PASSAGE TO READ:
=== Begin Enclosure ===

Against this backdrop, pundits and politicians continue to make pessimistic predictions about the dangers of technology-induced unemployment. They do so even though the historical record tells a different— and quite positive—story about the relationship between innovation and jobs.12 “Futurists don’t know any more about the future than you or I,” Crichton argued, and when reviewing their past predictions, “you’ll see an endless parade of error” and a record that is “no better than chance.”

Indeed, a coin flip is typically a better predictor of future technology and employment trends. A 2012 report prepared for the Department of Defense evaluated over one thousand science and technology forecasts from academia, industry, government, and others.14 The meta-survey revealed an average success rate of just 33 percent, with short-term forecasts (35 percent) faring only slightly better than long-term predictions (27 percent).

Bad predictions are forgotten quickly, however, and replaced with other headline-grabbing pessimistic prognostications. Over the past decade, two major reports predicted massive job dislocations due to artificial intelligence. In 2013, Carl Benedikt Frey and Michael Osborne of the University of Oxford published a widely discussed study that surveyed hundreds of occupations and considered how likely they were to be automated.16 They analyzed 702 professions and estimated 47 percent of US jobs were at high risk of being lost. Two years later, the McKinsey Global Institute published a report predicting as many as 45 percent of jobs (representing about $2 trillion in annual wages) “can be automated by adapting currently demonstrated technologies.”17 Seizing on these reports, headlines lamented, “Robots May Shatter the Global Economic Order Within a Decade."

These reports were wildly off the mark. McKinsey recalibrated its model just two years later, admitting in 2017 that “very few occupations—less than 5 percent—are candidates for full automation.”19 Meanwhile, almost a decade after Frey and Osborne’s study debuted, the US economy has added 16 million jobs. The profession they said would face the highest risk of technological disruption—insurance underwriters—instead has seen employment grow 16.4 percent since 2013.

AI will cause job dislocations, of course, but no one can accurately predict which or how many jobs will be affected. Forecasting the future workforce is haunted by the same problem experts have always faced: We do not even possess a vocabulary to describe the jobs or skills of the future. When skimming old Bureau of Labor Statistics reports, such as the agency’s mammoth 1969 Tomorrow’s Manpower Needs: National Manpower Projections and a Guide to Their Use as a Tool in Developing State and Area Manpower Projections, 21 one finds no mention of any of the jobs that would eventually flow from the personal computing or internet revolutions. Even when old government reports or academic studies made passing mention of the future need for “computer skills,” they offered no detail about what specific skills workers would require.

Employers, workers, and others instead had to master new skills and business models on the fly through constant iteration.22 When mainframe computers dislocated an entire generation of human “calculators,” who did hard math by hand for firms and government agencies, they got busy creating more and better computing devices. Once free to do more creative things, those calculators became the programmers who gave us the digital revolution. Some pundits now predict “the end of programming,” with many of those workers losing their jobs to algorithms.23 More likely, AI will once again free up workers to find still better things to do.

A new book, Working with AI: Real Stories of HumanMachine Collaboration, provides almost 30 case studies showing how firms are currently integrating algorithmic technologies in the workplace and “practicing augmentation, not large-scale automation.”25 The common theme across these case studies is that “they involve highly complex collaboration,”26 with humans and machines learning together through positive feedback loops.

=== End Enclosure ===

INPUT DATA:

=== Begin Enclosure ===

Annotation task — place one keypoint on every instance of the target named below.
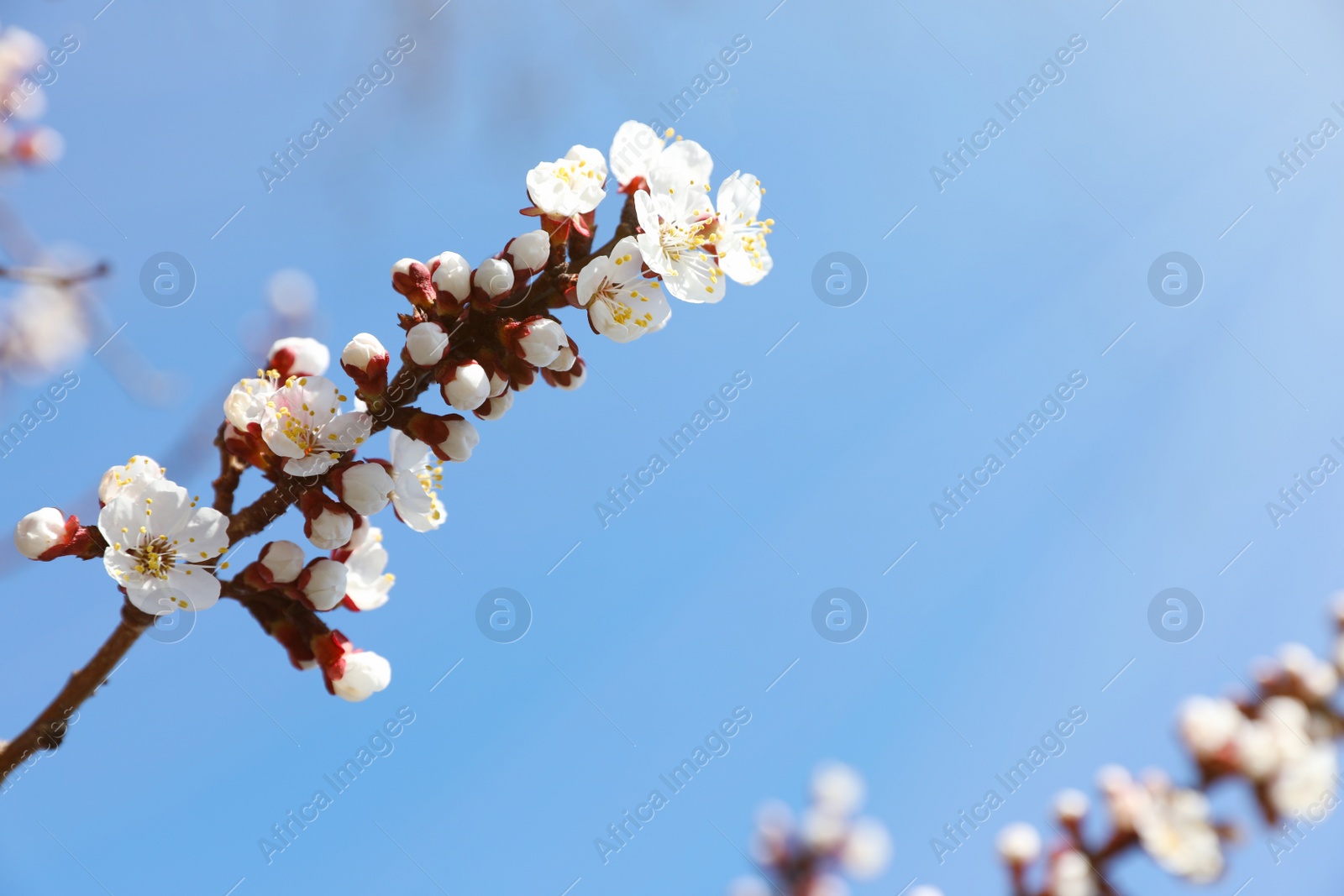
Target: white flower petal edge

=== End Enclosure ===

COMPLETE THE FOLLOWING:
A) Using the text on AI and jobs, tell whether each statement agrees with it. Answer yes or no for each and quote the deciding words.
(i) The 2012 report for the Department of Defense found that short-term forecasts did better than long-term ones.
(ii) Frey and Osborne analyzed more than one thousand professions.
(iii) Employment of insurance underwriters has fallen since 2013.
B) Write out the text on AI and jobs from "Employers, workers, and" up to and including "things to do.".
C) Answer these questions from the text on AI and jobs.
(i) What average success rate did the 2012 meta-survey find?
(ii) In what year did McKinsey recalibrate its model?
(iii) About how many case studies does the book Working with AI provide?

REPLIES:
A)
(i) Yes: "short-term forecasts (35 percent) faring only slightly better than long-term predictions (27 percent)"
(ii) No: "They analyzed 702 professions"
(iii) No: "instead has seen employment grow 16.4 percent since 2013"

B)
Employers, workers, and others instead had to master new skills and business models on the fly through constant iteration.22 When mainframe computers dislocated an entire generation of human “calculators,” who did hard math by hand for firms and government agencies, they got busy creating more and better computing devices. Once free to do more creative things, those calculators became the programmers who gave us the digital revolution. Some pundits now predict “the end of programming,” with many of those workers losing their jobs to algorithms.23 More likely, AI will once again free up workers to find still better things to do.

C)
(i) 33 percent
(ii) 2017
(iii) Almost 30